Task to carry out: Locate every line in the entries below that contains the string "brown" and copy each one. Treat the match as case-sensitive.

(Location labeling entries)
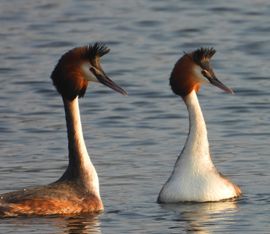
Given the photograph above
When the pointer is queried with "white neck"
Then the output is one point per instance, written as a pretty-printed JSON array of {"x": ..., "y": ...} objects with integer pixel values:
[
  {"x": 196, "y": 150},
  {"x": 195, "y": 177},
  {"x": 80, "y": 168}
]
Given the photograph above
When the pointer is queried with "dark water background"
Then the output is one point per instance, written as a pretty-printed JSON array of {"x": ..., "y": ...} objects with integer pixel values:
[{"x": 134, "y": 141}]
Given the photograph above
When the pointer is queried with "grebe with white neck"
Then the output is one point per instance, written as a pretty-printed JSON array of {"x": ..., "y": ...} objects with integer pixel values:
[
  {"x": 77, "y": 191},
  {"x": 194, "y": 177}
]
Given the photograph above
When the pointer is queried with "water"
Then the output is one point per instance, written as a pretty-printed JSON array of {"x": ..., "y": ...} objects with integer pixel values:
[{"x": 134, "y": 140}]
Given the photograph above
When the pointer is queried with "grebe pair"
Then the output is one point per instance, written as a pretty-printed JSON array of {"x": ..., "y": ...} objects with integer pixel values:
[{"x": 194, "y": 177}]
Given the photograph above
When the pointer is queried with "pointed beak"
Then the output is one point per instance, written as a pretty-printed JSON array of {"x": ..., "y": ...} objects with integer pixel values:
[
  {"x": 104, "y": 79},
  {"x": 219, "y": 84}
]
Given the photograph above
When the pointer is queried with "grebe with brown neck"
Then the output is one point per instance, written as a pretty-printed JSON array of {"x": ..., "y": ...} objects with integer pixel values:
[
  {"x": 194, "y": 177},
  {"x": 77, "y": 191}
]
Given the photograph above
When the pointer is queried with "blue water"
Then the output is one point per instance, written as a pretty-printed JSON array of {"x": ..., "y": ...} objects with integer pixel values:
[{"x": 134, "y": 141}]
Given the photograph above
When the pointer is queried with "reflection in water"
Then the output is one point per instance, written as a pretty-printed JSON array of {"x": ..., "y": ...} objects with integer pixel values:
[
  {"x": 203, "y": 217},
  {"x": 55, "y": 224},
  {"x": 82, "y": 224}
]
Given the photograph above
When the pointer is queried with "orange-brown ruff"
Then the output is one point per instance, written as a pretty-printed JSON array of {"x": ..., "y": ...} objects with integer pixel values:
[
  {"x": 194, "y": 177},
  {"x": 77, "y": 191}
]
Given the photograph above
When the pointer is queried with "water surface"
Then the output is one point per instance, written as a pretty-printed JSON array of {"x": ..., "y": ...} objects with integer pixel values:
[{"x": 134, "y": 141}]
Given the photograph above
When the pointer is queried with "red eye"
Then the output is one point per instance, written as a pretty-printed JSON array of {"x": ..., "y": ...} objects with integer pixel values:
[{"x": 93, "y": 70}]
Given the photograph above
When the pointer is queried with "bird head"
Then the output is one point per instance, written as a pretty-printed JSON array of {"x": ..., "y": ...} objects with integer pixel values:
[{"x": 78, "y": 67}]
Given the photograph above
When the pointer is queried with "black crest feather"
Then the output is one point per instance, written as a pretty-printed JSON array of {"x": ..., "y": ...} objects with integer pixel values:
[
  {"x": 97, "y": 50},
  {"x": 202, "y": 55}
]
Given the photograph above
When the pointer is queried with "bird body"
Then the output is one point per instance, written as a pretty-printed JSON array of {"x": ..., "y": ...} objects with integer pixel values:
[
  {"x": 194, "y": 177},
  {"x": 77, "y": 191}
]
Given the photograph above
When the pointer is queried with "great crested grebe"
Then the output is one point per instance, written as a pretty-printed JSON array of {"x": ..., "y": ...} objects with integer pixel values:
[
  {"x": 77, "y": 191},
  {"x": 194, "y": 177}
]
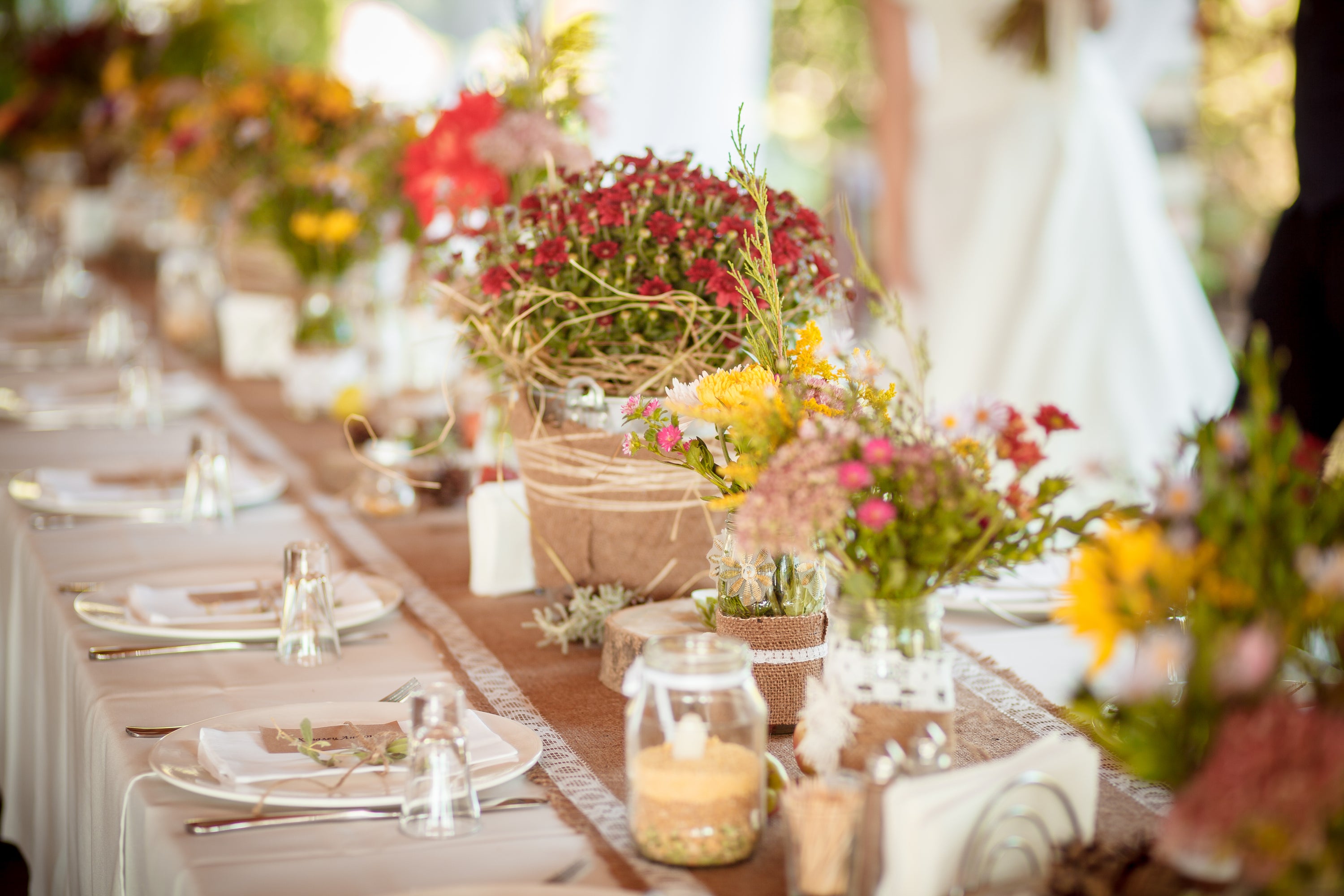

Task output:
When the pointer is queried with "grebe with brown neck"
When the pointer is queried with "orange-brown ruff"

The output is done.